__TASK INSTRUCTIONS__.
Give only the number of lines in the data below that contain the string "hull". Treat case as significant.

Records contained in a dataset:
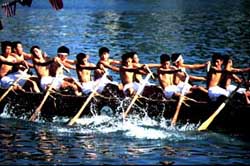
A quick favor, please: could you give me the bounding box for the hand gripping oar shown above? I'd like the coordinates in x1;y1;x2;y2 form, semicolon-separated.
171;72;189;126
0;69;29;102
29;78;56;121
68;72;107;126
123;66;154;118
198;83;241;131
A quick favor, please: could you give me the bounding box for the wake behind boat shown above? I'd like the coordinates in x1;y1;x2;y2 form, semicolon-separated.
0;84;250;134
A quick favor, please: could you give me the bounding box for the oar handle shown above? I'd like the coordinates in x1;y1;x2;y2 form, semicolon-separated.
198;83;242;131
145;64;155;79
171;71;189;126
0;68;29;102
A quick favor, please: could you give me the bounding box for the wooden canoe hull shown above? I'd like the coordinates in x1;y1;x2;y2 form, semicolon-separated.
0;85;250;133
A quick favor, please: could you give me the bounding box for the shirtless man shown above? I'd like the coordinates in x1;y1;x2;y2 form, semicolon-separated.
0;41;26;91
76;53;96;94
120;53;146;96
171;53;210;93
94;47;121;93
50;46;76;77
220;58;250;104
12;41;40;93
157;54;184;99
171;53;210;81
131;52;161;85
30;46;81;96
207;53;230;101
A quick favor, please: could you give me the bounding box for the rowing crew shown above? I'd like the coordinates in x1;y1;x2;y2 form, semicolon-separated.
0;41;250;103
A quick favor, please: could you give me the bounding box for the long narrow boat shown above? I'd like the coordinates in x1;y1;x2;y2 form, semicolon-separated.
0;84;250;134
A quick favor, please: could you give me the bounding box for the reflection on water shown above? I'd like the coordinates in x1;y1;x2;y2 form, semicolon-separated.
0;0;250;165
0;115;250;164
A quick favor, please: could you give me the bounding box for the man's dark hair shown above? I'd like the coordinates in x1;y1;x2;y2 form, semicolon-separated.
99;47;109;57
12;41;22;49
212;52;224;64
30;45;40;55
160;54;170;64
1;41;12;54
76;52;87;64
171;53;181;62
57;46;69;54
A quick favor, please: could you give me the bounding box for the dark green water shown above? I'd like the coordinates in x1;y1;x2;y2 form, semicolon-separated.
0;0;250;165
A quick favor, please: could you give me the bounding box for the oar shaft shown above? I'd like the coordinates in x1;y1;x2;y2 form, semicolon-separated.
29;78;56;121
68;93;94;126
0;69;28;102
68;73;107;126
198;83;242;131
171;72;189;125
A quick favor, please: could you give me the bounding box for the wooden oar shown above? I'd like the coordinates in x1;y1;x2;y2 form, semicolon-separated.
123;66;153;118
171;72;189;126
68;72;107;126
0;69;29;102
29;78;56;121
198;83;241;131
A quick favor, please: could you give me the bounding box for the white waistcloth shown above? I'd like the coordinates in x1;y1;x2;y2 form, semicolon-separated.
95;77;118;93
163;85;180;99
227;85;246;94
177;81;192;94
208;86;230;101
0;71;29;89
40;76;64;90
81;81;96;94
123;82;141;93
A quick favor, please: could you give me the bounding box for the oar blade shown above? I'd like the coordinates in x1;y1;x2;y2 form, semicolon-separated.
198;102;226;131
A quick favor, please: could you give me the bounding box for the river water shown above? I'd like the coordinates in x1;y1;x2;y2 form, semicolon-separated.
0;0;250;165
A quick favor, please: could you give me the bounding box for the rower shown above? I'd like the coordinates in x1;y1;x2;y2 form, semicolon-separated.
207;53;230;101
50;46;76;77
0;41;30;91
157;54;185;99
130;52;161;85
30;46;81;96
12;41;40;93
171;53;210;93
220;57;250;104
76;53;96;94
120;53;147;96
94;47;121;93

==

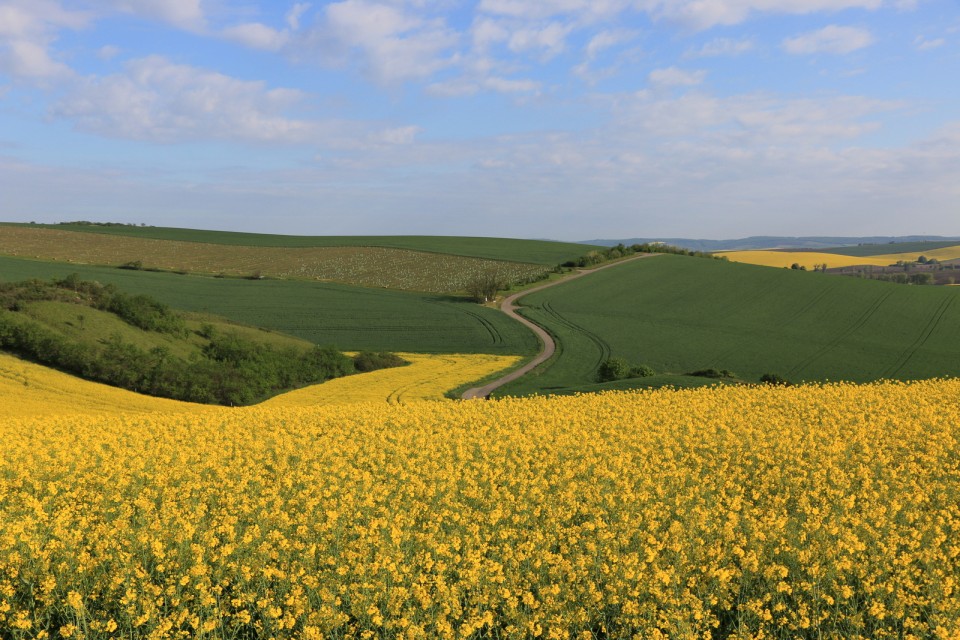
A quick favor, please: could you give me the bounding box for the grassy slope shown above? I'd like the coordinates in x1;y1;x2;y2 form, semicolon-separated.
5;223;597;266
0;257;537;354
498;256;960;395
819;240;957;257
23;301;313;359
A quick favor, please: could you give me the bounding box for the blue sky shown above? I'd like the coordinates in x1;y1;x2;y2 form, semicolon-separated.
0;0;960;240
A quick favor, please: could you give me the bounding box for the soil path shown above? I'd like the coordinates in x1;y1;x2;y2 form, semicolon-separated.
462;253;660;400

__COMPLETED TASK__.
1